Pictures are to be dropped from the copy. Retype the listing exactly.

DATA FOR REVIEW =
▽

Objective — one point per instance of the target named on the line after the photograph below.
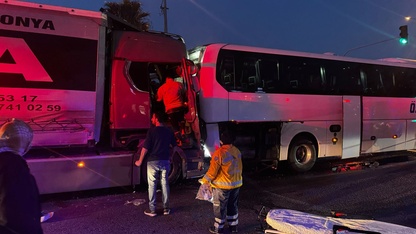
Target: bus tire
(175, 171)
(302, 155)
(174, 175)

△

ANSWER SPACE =
Objective — one point per instance of the target named on the line after the photograph below.
Target: bus tire
(175, 171)
(302, 155)
(174, 175)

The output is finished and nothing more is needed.